● CONSEGNA A: Estrai per intero la recensione del film Entre les murs, senza modificarne nemmeno una parola.

Il titolo dice tutto: Entre les murs, dentro i muri. Quello di Laurent Cantet, infatti, non è un film sulla scuola ma un film nella scuola. Dentro una classe, dentro le vite di un gruppo di adolescenti difficili come gli altri, forse un po' più degli altri. Fuori, invece, c'è la periferia di Parigi, il ventesimo arrondissement.
È qui che François Marin, giovane professore di Lettere, celebra i riti che sanciscono l’inizio di un nuovo anno scolastico: dapprima si intrattiene in compagnia dei colleghi, poi prende posto dietro la cattedra, al cospetto della turbolenta terza media che dà il titolo - nella versione italiana - alla pellicola. La realtà che gli si para davanti è sfaccettata e multietnica come da noi se ne vedevano poche, fino a qualche anno fa: trovare uno studente dai tratti caucasici è quasi un'impresa, in una classe popolata da espressioni e vicende tanto eterogenee.
Per comprenderle meglio, non resta che accompagnare il docente e i suoi allievi attraverso l’intero arco di un anno che si rivelerà ricco di insegnamenti ed errori, entusiasmi e incomprensioni, vittorie e sconfitte, in un crescendo che culmina con l’ultimo suono della campanella.

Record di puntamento
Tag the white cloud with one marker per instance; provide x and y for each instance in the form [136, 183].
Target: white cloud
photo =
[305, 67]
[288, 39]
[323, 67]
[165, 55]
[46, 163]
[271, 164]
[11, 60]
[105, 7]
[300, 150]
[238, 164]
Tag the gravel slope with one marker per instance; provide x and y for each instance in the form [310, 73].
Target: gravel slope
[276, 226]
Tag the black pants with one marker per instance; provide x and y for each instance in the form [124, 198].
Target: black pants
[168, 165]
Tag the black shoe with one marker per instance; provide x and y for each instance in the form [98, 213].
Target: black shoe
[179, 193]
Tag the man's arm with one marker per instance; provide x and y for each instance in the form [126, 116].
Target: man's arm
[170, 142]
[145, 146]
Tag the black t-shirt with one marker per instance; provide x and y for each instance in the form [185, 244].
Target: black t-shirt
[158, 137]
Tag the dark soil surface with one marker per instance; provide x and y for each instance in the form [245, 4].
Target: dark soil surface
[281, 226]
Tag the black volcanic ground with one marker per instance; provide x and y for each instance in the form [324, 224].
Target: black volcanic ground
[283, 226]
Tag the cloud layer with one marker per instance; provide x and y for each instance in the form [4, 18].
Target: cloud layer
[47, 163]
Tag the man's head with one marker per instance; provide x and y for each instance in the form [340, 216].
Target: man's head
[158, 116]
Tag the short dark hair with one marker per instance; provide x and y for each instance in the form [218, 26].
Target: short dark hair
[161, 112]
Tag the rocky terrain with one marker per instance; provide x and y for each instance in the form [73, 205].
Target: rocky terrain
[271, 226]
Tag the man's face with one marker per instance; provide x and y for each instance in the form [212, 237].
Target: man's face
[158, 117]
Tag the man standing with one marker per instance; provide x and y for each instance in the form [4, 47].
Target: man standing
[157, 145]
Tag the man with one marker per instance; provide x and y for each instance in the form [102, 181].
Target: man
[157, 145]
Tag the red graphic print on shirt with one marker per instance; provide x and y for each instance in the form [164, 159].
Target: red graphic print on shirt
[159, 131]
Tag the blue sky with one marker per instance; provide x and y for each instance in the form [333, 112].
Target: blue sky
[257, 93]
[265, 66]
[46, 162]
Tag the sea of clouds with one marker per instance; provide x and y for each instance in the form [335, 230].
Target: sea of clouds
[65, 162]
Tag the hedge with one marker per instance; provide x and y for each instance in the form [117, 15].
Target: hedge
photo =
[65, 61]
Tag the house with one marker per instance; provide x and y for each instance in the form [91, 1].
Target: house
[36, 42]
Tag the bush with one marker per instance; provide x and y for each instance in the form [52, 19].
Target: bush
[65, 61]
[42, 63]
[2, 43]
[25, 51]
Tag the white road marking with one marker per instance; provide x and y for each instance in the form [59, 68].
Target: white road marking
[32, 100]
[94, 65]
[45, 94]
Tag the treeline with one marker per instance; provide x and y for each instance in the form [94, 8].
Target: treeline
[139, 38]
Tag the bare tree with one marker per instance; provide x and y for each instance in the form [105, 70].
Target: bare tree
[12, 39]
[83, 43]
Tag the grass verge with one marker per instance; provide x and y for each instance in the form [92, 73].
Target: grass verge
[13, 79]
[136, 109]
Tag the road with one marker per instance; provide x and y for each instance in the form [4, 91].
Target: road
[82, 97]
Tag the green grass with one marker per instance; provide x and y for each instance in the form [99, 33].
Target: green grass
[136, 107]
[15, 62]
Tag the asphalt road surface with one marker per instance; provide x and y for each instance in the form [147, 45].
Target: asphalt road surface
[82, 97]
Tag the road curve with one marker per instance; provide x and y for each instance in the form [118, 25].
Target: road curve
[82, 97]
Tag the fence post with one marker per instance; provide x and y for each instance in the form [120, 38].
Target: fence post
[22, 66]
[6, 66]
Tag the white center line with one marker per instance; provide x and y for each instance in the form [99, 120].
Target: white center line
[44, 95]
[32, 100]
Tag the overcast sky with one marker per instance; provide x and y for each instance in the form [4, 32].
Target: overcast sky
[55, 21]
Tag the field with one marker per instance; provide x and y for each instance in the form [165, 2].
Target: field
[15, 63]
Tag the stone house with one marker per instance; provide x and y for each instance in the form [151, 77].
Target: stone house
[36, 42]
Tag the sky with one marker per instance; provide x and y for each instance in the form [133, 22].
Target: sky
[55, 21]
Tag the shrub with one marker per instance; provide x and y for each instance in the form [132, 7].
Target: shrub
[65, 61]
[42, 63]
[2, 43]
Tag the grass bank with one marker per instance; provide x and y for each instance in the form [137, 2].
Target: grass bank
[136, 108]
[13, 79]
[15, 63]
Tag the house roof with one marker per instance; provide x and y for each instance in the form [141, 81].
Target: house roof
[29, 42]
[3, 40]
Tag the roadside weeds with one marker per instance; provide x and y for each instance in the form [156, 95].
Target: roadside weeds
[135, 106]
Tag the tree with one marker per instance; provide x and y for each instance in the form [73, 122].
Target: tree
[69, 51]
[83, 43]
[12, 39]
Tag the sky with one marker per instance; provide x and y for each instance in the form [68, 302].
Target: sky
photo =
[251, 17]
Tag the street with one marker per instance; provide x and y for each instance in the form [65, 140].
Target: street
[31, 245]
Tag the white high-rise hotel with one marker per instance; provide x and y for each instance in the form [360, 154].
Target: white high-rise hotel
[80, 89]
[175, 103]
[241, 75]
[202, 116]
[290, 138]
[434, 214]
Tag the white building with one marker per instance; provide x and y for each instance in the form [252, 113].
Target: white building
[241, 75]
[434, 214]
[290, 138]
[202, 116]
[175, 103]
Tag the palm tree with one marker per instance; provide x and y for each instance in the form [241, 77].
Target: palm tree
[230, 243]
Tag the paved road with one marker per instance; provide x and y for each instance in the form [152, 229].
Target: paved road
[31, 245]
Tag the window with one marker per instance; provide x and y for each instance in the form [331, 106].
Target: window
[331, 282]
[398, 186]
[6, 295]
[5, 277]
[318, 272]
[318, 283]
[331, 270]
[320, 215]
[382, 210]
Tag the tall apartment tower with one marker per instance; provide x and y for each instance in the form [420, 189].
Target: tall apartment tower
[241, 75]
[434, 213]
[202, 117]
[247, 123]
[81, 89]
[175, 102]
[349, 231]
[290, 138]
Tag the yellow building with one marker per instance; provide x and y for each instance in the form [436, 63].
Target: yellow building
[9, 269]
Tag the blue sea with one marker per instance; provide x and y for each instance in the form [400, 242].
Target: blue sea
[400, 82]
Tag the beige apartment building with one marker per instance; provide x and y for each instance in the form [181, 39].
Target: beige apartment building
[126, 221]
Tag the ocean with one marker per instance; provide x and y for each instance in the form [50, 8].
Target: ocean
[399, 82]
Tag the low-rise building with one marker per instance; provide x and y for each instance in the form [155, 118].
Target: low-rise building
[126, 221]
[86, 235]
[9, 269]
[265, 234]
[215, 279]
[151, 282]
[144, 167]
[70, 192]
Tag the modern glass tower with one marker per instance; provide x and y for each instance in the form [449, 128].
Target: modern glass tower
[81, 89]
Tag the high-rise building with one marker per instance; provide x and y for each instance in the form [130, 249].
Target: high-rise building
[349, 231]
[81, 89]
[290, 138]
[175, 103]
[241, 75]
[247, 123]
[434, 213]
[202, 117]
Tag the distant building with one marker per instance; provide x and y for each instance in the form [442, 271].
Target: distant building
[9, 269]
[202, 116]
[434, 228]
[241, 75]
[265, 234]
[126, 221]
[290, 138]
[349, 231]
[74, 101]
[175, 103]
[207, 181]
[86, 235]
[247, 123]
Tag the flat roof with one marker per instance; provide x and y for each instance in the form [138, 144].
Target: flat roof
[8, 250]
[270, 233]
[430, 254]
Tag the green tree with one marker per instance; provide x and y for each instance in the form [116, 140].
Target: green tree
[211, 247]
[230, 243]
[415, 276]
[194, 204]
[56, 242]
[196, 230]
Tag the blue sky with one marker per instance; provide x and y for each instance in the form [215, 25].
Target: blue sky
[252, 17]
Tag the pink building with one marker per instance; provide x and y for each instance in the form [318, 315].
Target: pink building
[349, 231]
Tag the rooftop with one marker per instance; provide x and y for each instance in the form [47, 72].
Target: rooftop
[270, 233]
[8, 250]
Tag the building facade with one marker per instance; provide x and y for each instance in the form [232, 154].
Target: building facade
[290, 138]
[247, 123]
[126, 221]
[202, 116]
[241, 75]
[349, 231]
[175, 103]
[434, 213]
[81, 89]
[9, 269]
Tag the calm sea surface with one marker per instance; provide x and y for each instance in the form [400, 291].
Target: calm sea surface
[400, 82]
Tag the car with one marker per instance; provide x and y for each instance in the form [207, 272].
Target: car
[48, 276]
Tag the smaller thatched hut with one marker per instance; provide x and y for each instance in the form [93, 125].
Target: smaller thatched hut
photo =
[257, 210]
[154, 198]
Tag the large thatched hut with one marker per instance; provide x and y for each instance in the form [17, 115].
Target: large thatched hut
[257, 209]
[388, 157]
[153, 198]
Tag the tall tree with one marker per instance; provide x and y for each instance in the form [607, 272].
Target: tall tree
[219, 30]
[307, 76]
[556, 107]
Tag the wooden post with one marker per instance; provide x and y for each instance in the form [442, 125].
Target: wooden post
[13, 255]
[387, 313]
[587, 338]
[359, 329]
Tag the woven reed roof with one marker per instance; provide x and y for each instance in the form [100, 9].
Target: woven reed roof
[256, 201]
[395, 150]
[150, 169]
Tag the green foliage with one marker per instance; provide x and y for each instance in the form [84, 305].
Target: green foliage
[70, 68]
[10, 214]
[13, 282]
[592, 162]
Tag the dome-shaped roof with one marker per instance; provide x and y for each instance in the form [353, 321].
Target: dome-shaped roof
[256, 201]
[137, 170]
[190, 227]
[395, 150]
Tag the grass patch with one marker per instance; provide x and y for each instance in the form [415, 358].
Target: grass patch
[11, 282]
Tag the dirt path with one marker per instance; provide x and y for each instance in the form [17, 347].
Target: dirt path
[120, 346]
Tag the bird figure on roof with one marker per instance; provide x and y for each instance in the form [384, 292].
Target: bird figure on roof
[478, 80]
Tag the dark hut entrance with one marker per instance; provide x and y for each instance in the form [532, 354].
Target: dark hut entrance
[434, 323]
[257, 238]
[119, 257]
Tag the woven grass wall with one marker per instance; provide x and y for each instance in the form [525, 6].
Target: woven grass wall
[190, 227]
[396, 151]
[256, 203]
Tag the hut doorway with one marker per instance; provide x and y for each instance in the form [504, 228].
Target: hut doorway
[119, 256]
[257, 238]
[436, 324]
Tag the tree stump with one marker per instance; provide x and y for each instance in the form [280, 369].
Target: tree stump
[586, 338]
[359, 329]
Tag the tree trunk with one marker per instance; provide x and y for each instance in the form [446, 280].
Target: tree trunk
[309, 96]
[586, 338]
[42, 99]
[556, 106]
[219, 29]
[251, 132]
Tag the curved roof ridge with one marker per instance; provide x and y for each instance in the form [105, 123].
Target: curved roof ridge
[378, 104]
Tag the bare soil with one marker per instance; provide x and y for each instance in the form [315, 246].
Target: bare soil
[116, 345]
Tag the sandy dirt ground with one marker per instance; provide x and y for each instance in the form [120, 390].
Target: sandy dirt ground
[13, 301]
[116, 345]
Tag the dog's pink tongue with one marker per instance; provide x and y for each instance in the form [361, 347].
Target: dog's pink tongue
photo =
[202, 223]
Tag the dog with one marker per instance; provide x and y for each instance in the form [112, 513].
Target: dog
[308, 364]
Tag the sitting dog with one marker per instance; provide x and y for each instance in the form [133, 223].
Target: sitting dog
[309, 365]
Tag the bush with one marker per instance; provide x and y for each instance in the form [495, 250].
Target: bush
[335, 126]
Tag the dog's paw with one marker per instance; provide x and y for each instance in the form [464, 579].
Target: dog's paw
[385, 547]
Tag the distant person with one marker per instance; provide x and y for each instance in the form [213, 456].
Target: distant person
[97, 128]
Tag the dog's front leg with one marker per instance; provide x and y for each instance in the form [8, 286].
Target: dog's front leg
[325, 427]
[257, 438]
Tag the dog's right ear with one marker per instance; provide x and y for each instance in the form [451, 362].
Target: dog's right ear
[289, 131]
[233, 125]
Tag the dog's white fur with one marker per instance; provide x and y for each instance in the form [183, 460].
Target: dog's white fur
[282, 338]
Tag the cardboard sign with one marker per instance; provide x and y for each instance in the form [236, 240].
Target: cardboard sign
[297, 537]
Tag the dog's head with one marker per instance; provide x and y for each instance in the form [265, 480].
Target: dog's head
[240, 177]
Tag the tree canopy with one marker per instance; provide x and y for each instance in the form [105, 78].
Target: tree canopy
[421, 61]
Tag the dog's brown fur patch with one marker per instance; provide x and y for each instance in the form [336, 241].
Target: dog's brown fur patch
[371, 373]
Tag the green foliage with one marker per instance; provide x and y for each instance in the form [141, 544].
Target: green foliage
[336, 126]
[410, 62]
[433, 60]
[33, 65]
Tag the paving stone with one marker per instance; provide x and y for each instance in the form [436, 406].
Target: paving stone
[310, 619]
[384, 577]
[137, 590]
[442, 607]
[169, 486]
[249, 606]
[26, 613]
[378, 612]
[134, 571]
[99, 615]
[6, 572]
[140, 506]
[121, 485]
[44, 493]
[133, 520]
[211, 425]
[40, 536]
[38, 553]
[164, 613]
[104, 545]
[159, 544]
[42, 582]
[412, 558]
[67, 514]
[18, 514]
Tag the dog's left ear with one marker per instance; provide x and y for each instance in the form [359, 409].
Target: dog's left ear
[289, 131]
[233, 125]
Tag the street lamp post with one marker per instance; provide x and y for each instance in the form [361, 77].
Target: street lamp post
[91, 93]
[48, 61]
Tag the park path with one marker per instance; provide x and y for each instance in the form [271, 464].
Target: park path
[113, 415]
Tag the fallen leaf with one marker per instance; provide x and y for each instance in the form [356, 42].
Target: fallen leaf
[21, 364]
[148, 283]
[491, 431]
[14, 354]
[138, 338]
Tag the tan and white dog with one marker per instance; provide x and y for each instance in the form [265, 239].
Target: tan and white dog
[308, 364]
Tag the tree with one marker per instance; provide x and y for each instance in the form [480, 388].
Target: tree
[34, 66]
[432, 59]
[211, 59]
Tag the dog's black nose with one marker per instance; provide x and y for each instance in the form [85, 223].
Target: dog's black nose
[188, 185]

● CONSEGNA B: Disponi in un elenco JSON di stringhe tutto ciò che nei record va dalla riga contenente "Tag the fallen" giù fino all'ultima riga dei record, estremi compresi. Usa una stringa per ogni riga, tralascia le righe vuote e non includere nient'altro.

● RISPOSTA FINALE A:
Il titolo dice tutto: Entre les murs, dentro i muri. Quello di Laurent Cantet, infatti, non è un film sulla scuola ma un film nella scuola. Dentro una classe, dentro le vite di un gruppo di adolescenti difficili come gli altri, forse un po' più degli altri. Fuori, invece, c'è la periferia di Parigi, il ventesimo arrondissement.
È qui che François Marin, giovane professore di Lettere, celebra i riti che sanciscono l’inizio di un nuovo anno scolastico: dapprima si intrattiene in compagnia dei colleghi, poi prende posto dietro la cattedra, al cospetto della turbolenta terza media che dà il titolo - nella versione italiana - alla pellicola. La realtà che gli si para davanti è sfaccettata e multietnica come da noi se ne vedevano poche, fino a qualche anno fa: trovare uno studente dai tratti caucasici è quasi un'impresa, in una classe popolata da espressioni e vicende tanto eterogenee.
Per comprenderle meglio, non resta che accompagnare il docente e i suoi allievi attraverso l’intero arco di un anno che si rivelerà ricco di insegnamenti ed errori, entusiasmi e incomprensioni, vittorie e sconfitte, in un crescendo che culmina con l’ultimo suono della campanella.

● RISPOSTA FINALE B:
[
  "Tag the fallen leaf with one marker per instance; provide x and y for each instance in the form [356, 42].",
  "Target: fallen leaf",
  "[21, 364]",
  "[148, 283]",
  "[491, 431]",
  "[14, 354]",
  "[138, 338]",
  "Tag the tan and white dog with one marker per instance; provide x and y for each instance in the form [265, 239].",
  "Target: tan and white dog",
  "[308, 364]",
  "Tag the tree with one marker per instance; provide x and y for each instance in the form [480, 388].",
  "Target: tree",
  "[34, 66]",
  "[432, 59]",
  "[211, 59]",
  "Tag the dog's black nose with one marker per instance; provide x and y for each instance in the form [85, 223].",
  "Target: dog's black nose",
  "[188, 185]"
]